November 27, 2007 at 10:10 am
I just started working on a project for my company in which I need to build a process for matching the contacts in one database table with the contacts in a master database table.
The master table has approximately 200 million records, and includes the fields: first name, last name, address 1, address 2, zip code (zip5), and state (US only) and has other fields or is related to other tables that contain information about the person such as demographics and income.
What I need to be able to do is to develop a process in which I can take a smaller table, lets say a few million records, that has first name, last name, address 1, address 2, zip code, and state and find the best match in the master table. If I can't find an exact match, I need to look for records in the master table that are 'most like' the record in the smaller table. For example, I need to account for soundex() similarities. Once I find a match, I can then pull in the information on demographics from the master database to get data I need for further processing.
I am using SQL 2005, and would like to be able to do this through T-SQL queries and scripts because, for now at least, I don't have the option to buy a third party tool. As the data sets are large, efficiency and total run-time are my main concerns.
If anyone has done something similar in the past, and has any advice or can point me to useful articles, I would greatly appreciate it.

_THE REQUEST_: Quote the forum post on matching contacts, starting with "The master table has" and going on through "demographics and income.".

_RECORDED INFORMATION_:
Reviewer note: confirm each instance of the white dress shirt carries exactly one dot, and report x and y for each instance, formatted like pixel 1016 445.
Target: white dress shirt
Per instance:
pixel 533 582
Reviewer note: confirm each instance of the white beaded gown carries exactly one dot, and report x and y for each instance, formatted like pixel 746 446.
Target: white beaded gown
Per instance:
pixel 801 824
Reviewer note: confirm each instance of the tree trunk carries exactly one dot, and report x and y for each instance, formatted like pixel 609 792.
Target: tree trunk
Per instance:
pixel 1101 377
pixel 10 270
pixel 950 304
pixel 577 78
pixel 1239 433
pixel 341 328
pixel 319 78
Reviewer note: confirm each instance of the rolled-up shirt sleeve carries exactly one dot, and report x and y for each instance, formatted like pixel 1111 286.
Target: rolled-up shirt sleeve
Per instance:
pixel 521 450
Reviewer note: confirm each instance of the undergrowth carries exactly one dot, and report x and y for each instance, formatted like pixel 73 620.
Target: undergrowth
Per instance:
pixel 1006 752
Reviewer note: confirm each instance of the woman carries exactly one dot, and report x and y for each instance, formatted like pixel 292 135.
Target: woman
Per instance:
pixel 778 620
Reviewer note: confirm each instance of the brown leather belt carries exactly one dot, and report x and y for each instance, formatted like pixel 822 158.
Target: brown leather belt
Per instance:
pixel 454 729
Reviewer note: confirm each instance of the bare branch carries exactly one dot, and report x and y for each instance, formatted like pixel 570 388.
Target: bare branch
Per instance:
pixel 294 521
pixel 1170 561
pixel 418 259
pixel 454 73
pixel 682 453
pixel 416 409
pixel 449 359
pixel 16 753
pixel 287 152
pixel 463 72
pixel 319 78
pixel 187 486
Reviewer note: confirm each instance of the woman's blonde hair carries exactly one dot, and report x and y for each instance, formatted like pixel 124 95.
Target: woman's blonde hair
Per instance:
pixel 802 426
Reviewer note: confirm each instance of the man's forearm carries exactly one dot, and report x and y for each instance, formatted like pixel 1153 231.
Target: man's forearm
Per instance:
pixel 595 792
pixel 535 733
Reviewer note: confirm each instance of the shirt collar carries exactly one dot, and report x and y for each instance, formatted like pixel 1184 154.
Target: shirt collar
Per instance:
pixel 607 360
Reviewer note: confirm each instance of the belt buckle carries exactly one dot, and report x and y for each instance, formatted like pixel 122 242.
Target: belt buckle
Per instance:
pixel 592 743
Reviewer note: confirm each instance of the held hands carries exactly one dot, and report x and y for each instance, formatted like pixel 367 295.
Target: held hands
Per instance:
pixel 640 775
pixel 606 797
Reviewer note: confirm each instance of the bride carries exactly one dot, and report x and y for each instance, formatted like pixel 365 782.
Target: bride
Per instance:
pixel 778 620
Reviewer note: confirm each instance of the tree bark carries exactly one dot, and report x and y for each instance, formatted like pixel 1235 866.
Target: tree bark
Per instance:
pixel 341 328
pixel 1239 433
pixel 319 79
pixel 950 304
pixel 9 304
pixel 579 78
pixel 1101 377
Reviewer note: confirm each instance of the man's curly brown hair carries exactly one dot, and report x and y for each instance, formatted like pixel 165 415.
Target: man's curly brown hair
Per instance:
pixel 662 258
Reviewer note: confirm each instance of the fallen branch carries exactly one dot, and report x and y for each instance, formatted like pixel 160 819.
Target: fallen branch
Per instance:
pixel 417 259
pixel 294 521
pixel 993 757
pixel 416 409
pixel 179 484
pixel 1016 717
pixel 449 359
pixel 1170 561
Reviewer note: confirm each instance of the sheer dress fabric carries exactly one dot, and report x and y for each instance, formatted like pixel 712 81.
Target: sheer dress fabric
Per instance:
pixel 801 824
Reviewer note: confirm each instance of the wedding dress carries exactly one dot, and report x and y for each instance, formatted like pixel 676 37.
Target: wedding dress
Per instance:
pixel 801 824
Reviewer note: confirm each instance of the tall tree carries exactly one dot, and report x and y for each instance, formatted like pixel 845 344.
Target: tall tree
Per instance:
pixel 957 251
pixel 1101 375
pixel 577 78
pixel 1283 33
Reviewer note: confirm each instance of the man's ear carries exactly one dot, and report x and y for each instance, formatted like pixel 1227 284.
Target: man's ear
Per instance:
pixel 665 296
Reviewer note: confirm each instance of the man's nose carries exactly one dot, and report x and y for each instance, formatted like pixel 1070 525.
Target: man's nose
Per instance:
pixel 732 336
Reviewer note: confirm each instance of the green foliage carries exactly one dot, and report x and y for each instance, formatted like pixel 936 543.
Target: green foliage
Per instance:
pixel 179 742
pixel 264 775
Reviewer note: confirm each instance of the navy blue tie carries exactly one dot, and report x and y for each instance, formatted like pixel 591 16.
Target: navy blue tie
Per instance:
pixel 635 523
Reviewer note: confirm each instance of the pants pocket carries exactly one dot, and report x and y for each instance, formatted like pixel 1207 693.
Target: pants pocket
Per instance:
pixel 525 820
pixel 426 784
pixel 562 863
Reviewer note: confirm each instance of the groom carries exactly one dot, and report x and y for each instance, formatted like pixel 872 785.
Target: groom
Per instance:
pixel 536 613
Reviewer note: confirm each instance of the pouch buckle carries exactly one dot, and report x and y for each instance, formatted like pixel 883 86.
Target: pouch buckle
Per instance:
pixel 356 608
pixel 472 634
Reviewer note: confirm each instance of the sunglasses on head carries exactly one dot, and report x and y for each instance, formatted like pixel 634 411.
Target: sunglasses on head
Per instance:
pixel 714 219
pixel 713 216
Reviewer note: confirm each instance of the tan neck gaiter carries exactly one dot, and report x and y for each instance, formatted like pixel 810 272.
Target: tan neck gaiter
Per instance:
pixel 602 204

_TASK RESULT_:
The master table has approximately 200 million records, and includes the fields: first name, last name, address 1, address 2, zip code (zip5), and state (US only) and has other fields or is related to other tables that contain information about the person such as demographics and income.